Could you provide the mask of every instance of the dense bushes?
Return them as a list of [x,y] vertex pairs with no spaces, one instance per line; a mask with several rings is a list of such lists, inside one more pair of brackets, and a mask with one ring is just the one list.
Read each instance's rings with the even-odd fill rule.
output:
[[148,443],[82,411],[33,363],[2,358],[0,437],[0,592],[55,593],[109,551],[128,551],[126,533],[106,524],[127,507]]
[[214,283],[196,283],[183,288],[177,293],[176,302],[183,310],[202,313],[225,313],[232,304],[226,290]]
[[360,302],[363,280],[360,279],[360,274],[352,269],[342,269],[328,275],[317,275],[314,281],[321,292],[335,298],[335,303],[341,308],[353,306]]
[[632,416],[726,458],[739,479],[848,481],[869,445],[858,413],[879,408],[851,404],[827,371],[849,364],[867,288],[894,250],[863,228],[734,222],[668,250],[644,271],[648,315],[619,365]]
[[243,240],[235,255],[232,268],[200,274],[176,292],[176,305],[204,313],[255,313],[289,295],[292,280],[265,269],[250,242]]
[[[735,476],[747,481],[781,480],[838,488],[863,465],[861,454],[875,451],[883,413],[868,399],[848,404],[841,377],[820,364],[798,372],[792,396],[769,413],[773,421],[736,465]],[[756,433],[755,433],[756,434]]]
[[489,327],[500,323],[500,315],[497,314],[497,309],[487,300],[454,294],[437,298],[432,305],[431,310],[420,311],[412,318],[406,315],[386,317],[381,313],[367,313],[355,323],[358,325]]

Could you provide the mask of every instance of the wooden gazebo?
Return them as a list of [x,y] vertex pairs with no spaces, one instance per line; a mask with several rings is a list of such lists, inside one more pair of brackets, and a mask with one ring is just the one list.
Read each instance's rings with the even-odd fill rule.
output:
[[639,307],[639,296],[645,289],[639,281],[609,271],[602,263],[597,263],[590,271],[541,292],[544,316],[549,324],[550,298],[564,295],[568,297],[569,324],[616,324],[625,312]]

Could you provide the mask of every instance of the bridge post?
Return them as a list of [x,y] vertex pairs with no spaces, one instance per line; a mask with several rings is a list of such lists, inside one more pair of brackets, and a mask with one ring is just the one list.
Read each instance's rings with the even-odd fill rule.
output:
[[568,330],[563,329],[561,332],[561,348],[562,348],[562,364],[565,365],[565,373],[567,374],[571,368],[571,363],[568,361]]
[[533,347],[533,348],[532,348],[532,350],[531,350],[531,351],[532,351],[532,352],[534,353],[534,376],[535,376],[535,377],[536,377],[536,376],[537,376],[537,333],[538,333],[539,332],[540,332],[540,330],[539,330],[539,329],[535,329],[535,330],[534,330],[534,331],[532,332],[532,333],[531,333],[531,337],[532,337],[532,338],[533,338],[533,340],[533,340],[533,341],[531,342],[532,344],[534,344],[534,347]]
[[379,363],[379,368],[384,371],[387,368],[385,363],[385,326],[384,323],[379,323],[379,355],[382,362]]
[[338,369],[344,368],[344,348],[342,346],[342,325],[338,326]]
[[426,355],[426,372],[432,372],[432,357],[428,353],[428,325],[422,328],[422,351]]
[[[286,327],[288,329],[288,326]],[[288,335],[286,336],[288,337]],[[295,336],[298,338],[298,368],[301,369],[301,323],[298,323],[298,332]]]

WHAT YOU HAVE TO DO =>
Set down every record above exactly as given.

TASK RESULT =>
Could you provide the mask of every instance of the dense bushes?
Return them as a list of [x,y] vertex pairs with no spaces, one instance per line; a mask with several rings is a list of such lists, inside one more pair of brackets, and a mask with one ring is just the one list.
Read each instance's rings with the even-odd fill rule.
output:
[[148,443],[82,411],[33,363],[2,358],[0,437],[0,592],[55,593],[109,551],[128,551],[126,533],[106,524],[127,507]]
[[214,283],[196,283],[183,288],[177,293],[176,302],[183,310],[202,313],[225,313],[232,304],[226,290]]
[[360,302],[363,280],[360,279],[360,274],[352,269],[342,269],[328,275],[317,275],[314,281],[321,292],[335,298],[335,303],[341,308],[353,306]]
[[632,416],[726,458],[739,479],[848,481],[869,445],[858,413],[879,408],[851,404],[827,371],[849,364],[867,288],[894,250],[863,228],[734,222],[668,250],[644,271],[648,315],[619,365]]
[[243,240],[235,255],[232,268],[200,274],[176,292],[176,305],[204,313],[255,313],[289,295],[292,280],[265,269],[250,242]]
[[[735,476],[747,481],[781,480],[838,488],[863,465],[861,454],[875,451],[883,413],[868,399],[848,404],[841,377],[820,364],[798,372],[792,396],[769,413],[773,421],[736,465]],[[756,433],[755,433],[756,434]]]
[[489,327],[500,323],[500,315],[497,314],[497,309],[487,300],[454,294],[437,298],[432,305],[431,310],[420,311],[412,318],[406,315],[386,317],[381,313],[367,313],[355,323],[358,325]]

Could you provide the mask of every instance of the wooden gazebo?
Return them as a list of [x,y] vertex pairs with no spaces, one instance per line; a mask with several rings is a list of such lists, inside one more pair of brackets, and a mask with one ring is just the one list.
Read each instance's rings with the even-odd fill rule.
output:
[[639,307],[639,296],[645,289],[639,281],[609,271],[602,263],[597,263],[590,271],[541,292],[544,316],[549,324],[550,298],[564,295],[568,297],[569,324],[616,324],[625,312]]

Could you provide the mask of every instance of the bridge post?
Return them as a list of [x,y] vertex pairs with no spaces, one instance per line; a mask with several rings is a list of such lists, inside one more pair of brackets, and a mask with one ring is just the one list.
Read each instance's rings with the even-odd fill rule.
output:
[[568,330],[563,329],[561,332],[561,348],[562,348],[562,364],[565,365],[565,373],[567,374],[571,368],[571,363],[568,361]]
[[533,347],[533,348],[532,348],[532,350],[531,350],[531,351],[532,351],[532,352],[534,353],[534,376],[535,376],[535,377],[536,377],[536,376],[537,376],[537,333],[538,333],[539,332],[540,332],[540,330],[539,330],[539,329],[535,329],[535,330],[534,330],[534,331],[532,332],[532,333],[531,333],[531,337],[532,337],[532,338],[533,338],[533,340],[533,340],[533,341],[531,342],[532,344],[534,344],[534,347]]
[[379,363],[379,368],[384,371],[387,368],[385,363],[385,326],[384,323],[379,323],[379,355],[382,362]]
[[338,369],[344,368],[344,348],[342,346],[342,325],[338,326]]
[[426,355],[426,372],[432,372],[432,357],[428,353],[428,325],[422,328],[422,351]]
[[[286,327],[288,329],[288,326]],[[288,335],[286,336],[288,337]],[[295,336],[298,338],[298,368],[301,369],[301,323],[298,323],[298,332]]]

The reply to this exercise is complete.